DATA IN THIS EXERCISE
BEGIN
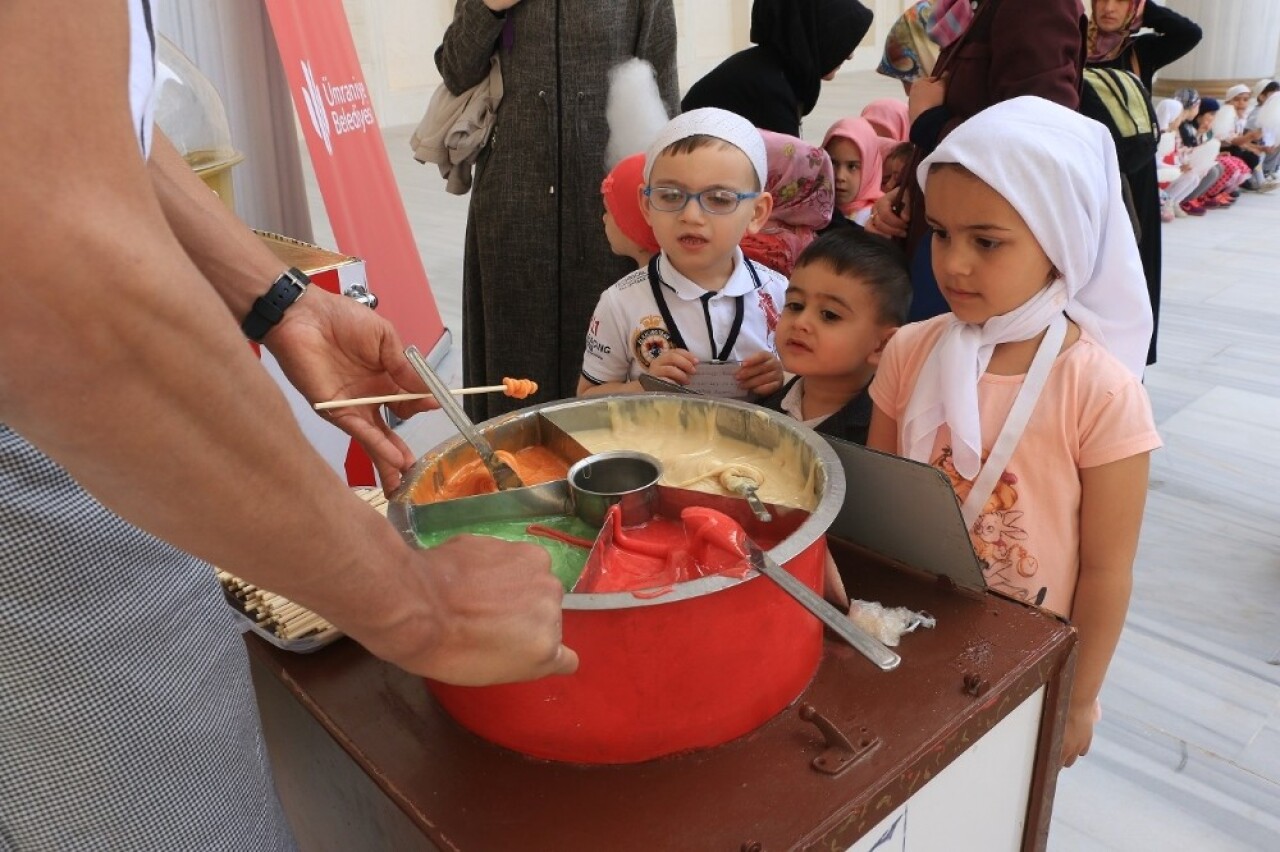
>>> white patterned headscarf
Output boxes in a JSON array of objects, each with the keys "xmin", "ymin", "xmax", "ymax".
[
  {"xmin": 644, "ymin": 108, "xmax": 768, "ymax": 189},
  {"xmin": 902, "ymin": 96, "xmax": 1151, "ymax": 479}
]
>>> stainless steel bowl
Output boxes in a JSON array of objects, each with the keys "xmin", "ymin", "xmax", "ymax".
[
  {"xmin": 388, "ymin": 394, "xmax": 845, "ymax": 610},
  {"xmin": 566, "ymin": 450, "xmax": 663, "ymax": 527}
]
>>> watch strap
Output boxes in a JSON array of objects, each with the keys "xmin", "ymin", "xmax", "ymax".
[{"xmin": 241, "ymin": 267, "xmax": 309, "ymax": 342}]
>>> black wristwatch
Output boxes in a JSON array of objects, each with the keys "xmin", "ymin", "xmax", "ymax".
[{"xmin": 241, "ymin": 267, "xmax": 310, "ymax": 342}]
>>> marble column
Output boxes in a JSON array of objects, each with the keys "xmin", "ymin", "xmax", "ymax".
[
  {"xmin": 1153, "ymin": 0, "xmax": 1280, "ymax": 98},
  {"xmin": 152, "ymin": 0, "xmax": 313, "ymax": 241}
]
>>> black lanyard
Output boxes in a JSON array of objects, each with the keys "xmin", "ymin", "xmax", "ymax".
[{"xmin": 646, "ymin": 256, "xmax": 761, "ymax": 361}]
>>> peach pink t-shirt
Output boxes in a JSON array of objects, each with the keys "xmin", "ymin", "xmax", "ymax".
[{"xmin": 870, "ymin": 315, "xmax": 1162, "ymax": 617}]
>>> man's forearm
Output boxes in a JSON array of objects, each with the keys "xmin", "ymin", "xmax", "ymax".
[
  {"xmin": 0, "ymin": 0, "xmax": 429, "ymax": 649},
  {"xmin": 146, "ymin": 131, "xmax": 286, "ymax": 328}
]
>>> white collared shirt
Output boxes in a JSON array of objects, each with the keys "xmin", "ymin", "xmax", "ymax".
[
  {"xmin": 582, "ymin": 247, "xmax": 787, "ymax": 385},
  {"xmin": 778, "ymin": 377, "xmax": 830, "ymax": 427}
]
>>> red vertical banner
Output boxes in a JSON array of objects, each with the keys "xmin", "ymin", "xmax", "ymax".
[{"xmin": 264, "ymin": 0, "xmax": 446, "ymax": 356}]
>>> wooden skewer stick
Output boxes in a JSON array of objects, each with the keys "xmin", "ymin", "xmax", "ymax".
[{"xmin": 313, "ymin": 378, "xmax": 536, "ymax": 410}]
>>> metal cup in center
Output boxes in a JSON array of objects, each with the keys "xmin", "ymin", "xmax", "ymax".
[{"xmin": 567, "ymin": 451, "xmax": 662, "ymax": 528}]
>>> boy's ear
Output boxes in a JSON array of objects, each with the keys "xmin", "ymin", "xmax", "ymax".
[
  {"xmin": 637, "ymin": 183, "xmax": 654, "ymax": 227},
  {"xmin": 744, "ymin": 191, "xmax": 774, "ymax": 236},
  {"xmin": 866, "ymin": 325, "xmax": 898, "ymax": 368}
]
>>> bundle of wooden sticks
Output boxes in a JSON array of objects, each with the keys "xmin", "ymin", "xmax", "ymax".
[{"xmin": 216, "ymin": 487, "xmax": 389, "ymax": 642}]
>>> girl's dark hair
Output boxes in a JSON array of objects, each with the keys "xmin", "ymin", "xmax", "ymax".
[
  {"xmin": 794, "ymin": 228, "xmax": 912, "ymax": 325},
  {"xmin": 1263, "ymin": 81, "xmax": 1280, "ymax": 96}
]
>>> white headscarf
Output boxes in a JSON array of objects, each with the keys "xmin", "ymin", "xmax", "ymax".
[
  {"xmin": 1155, "ymin": 98, "xmax": 1184, "ymax": 133},
  {"xmin": 903, "ymin": 96, "xmax": 1152, "ymax": 479},
  {"xmin": 644, "ymin": 107, "xmax": 768, "ymax": 189}
]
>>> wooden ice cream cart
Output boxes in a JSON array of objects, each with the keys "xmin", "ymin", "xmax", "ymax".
[{"xmin": 245, "ymin": 398, "xmax": 1076, "ymax": 851}]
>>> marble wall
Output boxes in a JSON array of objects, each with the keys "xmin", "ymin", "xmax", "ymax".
[{"xmin": 1161, "ymin": 0, "xmax": 1280, "ymax": 84}]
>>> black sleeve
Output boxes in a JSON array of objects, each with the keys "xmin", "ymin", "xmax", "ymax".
[
  {"xmin": 909, "ymin": 105, "xmax": 950, "ymax": 154},
  {"xmin": 681, "ymin": 50, "xmax": 802, "ymax": 136},
  {"xmin": 435, "ymin": 0, "xmax": 505, "ymax": 95},
  {"xmin": 1131, "ymin": 2, "xmax": 1203, "ymax": 78}
]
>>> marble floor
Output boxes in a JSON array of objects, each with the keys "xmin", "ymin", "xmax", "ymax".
[{"xmin": 300, "ymin": 69, "xmax": 1280, "ymax": 850}]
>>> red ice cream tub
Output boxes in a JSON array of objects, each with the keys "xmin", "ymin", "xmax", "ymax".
[{"xmin": 389, "ymin": 395, "xmax": 845, "ymax": 764}]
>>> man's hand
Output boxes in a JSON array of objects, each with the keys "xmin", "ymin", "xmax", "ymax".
[
  {"xmin": 358, "ymin": 534, "xmax": 578, "ymax": 685},
  {"xmin": 265, "ymin": 287, "xmax": 435, "ymax": 492},
  {"xmin": 647, "ymin": 347, "xmax": 699, "ymax": 385},
  {"xmin": 736, "ymin": 351, "xmax": 783, "ymax": 396}
]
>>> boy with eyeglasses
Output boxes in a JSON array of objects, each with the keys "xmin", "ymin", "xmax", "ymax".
[{"xmin": 578, "ymin": 108, "xmax": 787, "ymax": 399}]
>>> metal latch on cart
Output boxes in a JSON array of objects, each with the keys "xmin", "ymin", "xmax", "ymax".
[
  {"xmin": 345, "ymin": 282, "xmax": 378, "ymax": 309},
  {"xmin": 799, "ymin": 704, "xmax": 878, "ymax": 776}
]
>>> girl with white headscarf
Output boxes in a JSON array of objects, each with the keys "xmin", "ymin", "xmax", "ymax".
[{"xmin": 867, "ymin": 96, "xmax": 1161, "ymax": 769}]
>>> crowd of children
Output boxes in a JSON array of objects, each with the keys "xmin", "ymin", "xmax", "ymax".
[
  {"xmin": 570, "ymin": 92, "xmax": 1165, "ymax": 767},
  {"xmin": 1157, "ymin": 81, "xmax": 1280, "ymax": 219}
]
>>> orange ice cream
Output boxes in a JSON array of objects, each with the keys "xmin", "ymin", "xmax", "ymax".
[{"xmin": 427, "ymin": 445, "xmax": 570, "ymax": 501}]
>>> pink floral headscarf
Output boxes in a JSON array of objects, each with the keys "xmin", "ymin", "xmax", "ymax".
[
  {"xmin": 1088, "ymin": 0, "xmax": 1146, "ymax": 63},
  {"xmin": 740, "ymin": 130, "xmax": 835, "ymax": 276},
  {"xmin": 822, "ymin": 116, "xmax": 886, "ymax": 217},
  {"xmin": 861, "ymin": 99, "xmax": 911, "ymax": 141}
]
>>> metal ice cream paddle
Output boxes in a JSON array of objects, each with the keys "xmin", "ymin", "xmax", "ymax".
[
  {"xmin": 403, "ymin": 346, "xmax": 524, "ymax": 491},
  {"xmin": 682, "ymin": 507, "xmax": 900, "ymax": 671}
]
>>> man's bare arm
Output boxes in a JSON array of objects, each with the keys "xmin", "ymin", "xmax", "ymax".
[{"xmin": 0, "ymin": 0, "xmax": 574, "ymax": 684}]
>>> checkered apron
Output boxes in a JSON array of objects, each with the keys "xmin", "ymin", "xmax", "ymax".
[
  {"xmin": 0, "ymin": 2, "xmax": 295, "ymax": 848},
  {"xmin": 0, "ymin": 429, "xmax": 296, "ymax": 850}
]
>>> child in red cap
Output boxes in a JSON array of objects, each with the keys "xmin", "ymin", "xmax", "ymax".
[{"xmin": 600, "ymin": 153, "xmax": 660, "ymax": 268}]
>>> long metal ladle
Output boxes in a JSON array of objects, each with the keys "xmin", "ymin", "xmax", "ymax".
[
  {"xmin": 681, "ymin": 508, "xmax": 901, "ymax": 671},
  {"xmin": 403, "ymin": 346, "xmax": 524, "ymax": 491}
]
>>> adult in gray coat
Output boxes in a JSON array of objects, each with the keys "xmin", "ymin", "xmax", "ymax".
[{"xmin": 438, "ymin": 0, "xmax": 679, "ymax": 420}]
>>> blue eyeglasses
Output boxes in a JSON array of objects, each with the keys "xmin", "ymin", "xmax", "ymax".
[{"xmin": 643, "ymin": 186, "xmax": 761, "ymax": 215}]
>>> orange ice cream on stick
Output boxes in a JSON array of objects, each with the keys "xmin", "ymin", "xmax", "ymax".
[
  {"xmin": 314, "ymin": 377, "xmax": 539, "ymax": 410},
  {"xmin": 501, "ymin": 377, "xmax": 538, "ymax": 399}
]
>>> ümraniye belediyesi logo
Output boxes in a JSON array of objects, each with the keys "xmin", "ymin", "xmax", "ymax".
[{"xmin": 300, "ymin": 59, "xmax": 377, "ymax": 155}]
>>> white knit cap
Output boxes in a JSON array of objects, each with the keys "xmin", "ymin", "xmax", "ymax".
[
  {"xmin": 1225, "ymin": 83, "xmax": 1251, "ymax": 101},
  {"xmin": 643, "ymin": 107, "xmax": 767, "ymax": 189}
]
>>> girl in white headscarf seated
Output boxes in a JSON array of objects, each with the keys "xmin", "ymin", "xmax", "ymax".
[{"xmin": 867, "ymin": 97, "xmax": 1162, "ymax": 769}]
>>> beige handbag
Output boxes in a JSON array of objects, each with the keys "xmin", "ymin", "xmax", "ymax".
[{"xmin": 410, "ymin": 54, "xmax": 503, "ymax": 195}]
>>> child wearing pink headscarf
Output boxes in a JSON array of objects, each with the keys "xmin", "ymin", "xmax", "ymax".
[
  {"xmin": 822, "ymin": 117, "xmax": 885, "ymax": 226},
  {"xmin": 740, "ymin": 130, "xmax": 835, "ymax": 276},
  {"xmin": 861, "ymin": 98, "xmax": 911, "ymax": 141}
]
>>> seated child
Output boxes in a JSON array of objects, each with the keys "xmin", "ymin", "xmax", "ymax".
[
  {"xmin": 880, "ymin": 141, "xmax": 915, "ymax": 193},
  {"xmin": 760, "ymin": 229, "xmax": 910, "ymax": 445},
  {"xmin": 740, "ymin": 129, "xmax": 835, "ymax": 277},
  {"xmin": 1246, "ymin": 80, "xmax": 1280, "ymax": 180},
  {"xmin": 866, "ymin": 97, "xmax": 1161, "ymax": 768},
  {"xmin": 601, "ymin": 153, "xmax": 660, "ymax": 268},
  {"xmin": 579, "ymin": 108, "xmax": 787, "ymax": 399},
  {"xmin": 822, "ymin": 117, "xmax": 886, "ymax": 227}
]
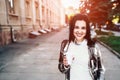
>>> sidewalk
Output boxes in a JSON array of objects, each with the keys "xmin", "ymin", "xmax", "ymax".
[
  {"xmin": 0, "ymin": 27, "xmax": 120, "ymax": 80},
  {"xmin": 101, "ymin": 29, "xmax": 120, "ymax": 36},
  {"xmin": 0, "ymin": 28, "xmax": 65, "ymax": 80},
  {"xmin": 97, "ymin": 42, "xmax": 120, "ymax": 80}
]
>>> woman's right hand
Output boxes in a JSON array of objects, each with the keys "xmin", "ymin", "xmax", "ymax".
[{"xmin": 63, "ymin": 55, "xmax": 69, "ymax": 67}]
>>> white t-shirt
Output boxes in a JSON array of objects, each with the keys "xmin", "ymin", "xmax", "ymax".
[{"xmin": 65, "ymin": 39, "xmax": 92, "ymax": 80}]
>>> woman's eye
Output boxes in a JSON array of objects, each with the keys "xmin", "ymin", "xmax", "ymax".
[
  {"xmin": 81, "ymin": 26, "xmax": 86, "ymax": 29},
  {"xmin": 74, "ymin": 26, "xmax": 79, "ymax": 29},
  {"xmin": 74, "ymin": 26, "xmax": 86, "ymax": 29}
]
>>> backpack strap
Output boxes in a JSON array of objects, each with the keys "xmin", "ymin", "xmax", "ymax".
[
  {"xmin": 88, "ymin": 46, "xmax": 97, "ymax": 69},
  {"xmin": 88, "ymin": 45, "xmax": 105, "ymax": 80},
  {"xmin": 59, "ymin": 39, "xmax": 69, "ymax": 62},
  {"xmin": 58, "ymin": 39, "xmax": 70, "ymax": 74}
]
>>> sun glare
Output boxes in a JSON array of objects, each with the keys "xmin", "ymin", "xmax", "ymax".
[{"xmin": 62, "ymin": 0, "xmax": 80, "ymax": 9}]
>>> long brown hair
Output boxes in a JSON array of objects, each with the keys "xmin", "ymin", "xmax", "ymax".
[{"xmin": 69, "ymin": 14, "xmax": 95, "ymax": 46}]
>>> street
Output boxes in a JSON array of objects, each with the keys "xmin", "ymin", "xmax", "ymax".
[{"xmin": 0, "ymin": 27, "xmax": 120, "ymax": 80}]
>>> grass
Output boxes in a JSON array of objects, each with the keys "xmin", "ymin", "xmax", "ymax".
[{"xmin": 97, "ymin": 36, "xmax": 120, "ymax": 54}]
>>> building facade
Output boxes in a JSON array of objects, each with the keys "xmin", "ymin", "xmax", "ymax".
[{"xmin": 0, "ymin": 0, "xmax": 65, "ymax": 47}]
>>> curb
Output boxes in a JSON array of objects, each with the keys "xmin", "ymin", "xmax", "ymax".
[{"xmin": 97, "ymin": 40, "xmax": 120, "ymax": 59}]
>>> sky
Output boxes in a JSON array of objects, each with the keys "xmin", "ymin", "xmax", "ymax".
[{"xmin": 62, "ymin": 0, "xmax": 80, "ymax": 9}]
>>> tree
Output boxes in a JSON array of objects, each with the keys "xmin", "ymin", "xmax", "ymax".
[
  {"xmin": 110, "ymin": 0, "xmax": 120, "ymax": 23},
  {"xmin": 79, "ymin": 0, "xmax": 113, "ymax": 24},
  {"xmin": 90, "ymin": 0, "xmax": 112, "ymax": 24},
  {"xmin": 79, "ymin": 0, "xmax": 120, "ymax": 30}
]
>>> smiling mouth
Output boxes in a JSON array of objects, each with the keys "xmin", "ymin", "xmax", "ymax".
[{"xmin": 76, "ymin": 33, "xmax": 83, "ymax": 37}]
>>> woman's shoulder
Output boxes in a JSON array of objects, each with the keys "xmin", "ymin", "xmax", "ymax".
[
  {"xmin": 60, "ymin": 39, "xmax": 69, "ymax": 52},
  {"xmin": 62, "ymin": 39, "xmax": 69, "ymax": 43}
]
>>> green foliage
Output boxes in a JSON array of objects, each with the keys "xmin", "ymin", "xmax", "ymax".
[{"xmin": 98, "ymin": 36, "xmax": 120, "ymax": 54}]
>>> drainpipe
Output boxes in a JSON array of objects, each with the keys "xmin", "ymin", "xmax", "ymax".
[
  {"xmin": 10, "ymin": 25, "xmax": 16, "ymax": 42},
  {"xmin": 0, "ymin": 24, "xmax": 2, "ymax": 46},
  {"xmin": 5, "ymin": 0, "xmax": 9, "ymax": 24},
  {"xmin": 10, "ymin": 26, "xmax": 13, "ymax": 42},
  {"xmin": 5, "ymin": 0, "xmax": 16, "ymax": 43}
]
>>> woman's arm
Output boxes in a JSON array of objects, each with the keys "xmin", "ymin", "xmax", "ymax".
[{"xmin": 58, "ymin": 40, "xmax": 70, "ymax": 73}]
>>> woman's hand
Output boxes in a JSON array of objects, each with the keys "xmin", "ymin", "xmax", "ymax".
[{"xmin": 63, "ymin": 55, "xmax": 69, "ymax": 67}]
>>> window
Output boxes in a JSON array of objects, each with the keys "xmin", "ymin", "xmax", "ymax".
[
  {"xmin": 8, "ymin": 0, "xmax": 15, "ymax": 13},
  {"xmin": 35, "ymin": 2, "xmax": 39, "ymax": 19},
  {"xmin": 25, "ymin": 0, "xmax": 31, "ymax": 17},
  {"xmin": 42, "ymin": 6, "xmax": 45, "ymax": 22}
]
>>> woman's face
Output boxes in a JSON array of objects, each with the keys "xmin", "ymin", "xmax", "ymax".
[{"xmin": 73, "ymin": 20, "xmax": 87, "ymax": 42}]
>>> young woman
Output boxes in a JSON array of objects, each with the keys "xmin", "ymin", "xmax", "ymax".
[{"xmin": 58, "ymin": 14, "xmax": 105, "ymax": 80}]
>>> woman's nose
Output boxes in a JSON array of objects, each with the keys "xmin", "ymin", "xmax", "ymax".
[{"xmin": 76, "ymin": 29, "xmax": 82, "ymax": 33}]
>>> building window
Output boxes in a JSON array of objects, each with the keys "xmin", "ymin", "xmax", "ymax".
[
  {"xmin": 42, "ymin": 6, "xmax": 45, "ymax": 22},
  {"xmin": 25, "ymin": 0, "xmax": 31, "ymax": 17},
  {"xmin": 35, "ymin": 2, "xmax": 39, "ymax": 19},
  {"xmin": 8, "ymin": 0, "xmax": 15, "ymax": 14}
]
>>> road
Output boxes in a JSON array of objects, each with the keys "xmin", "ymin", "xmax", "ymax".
[{"xmin": 0, "ymin": 27, "xmax": 120, "ymax": 80}]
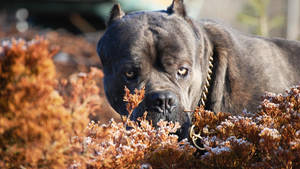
END
EXERCISE DESCRIPTION
Where a line of the listing holds "girl", show that line.

OUTPUT OF THE EXERCISE
>>> girl's dark hair
>>> girl with white headscarf
>>> girl in white headscarf seated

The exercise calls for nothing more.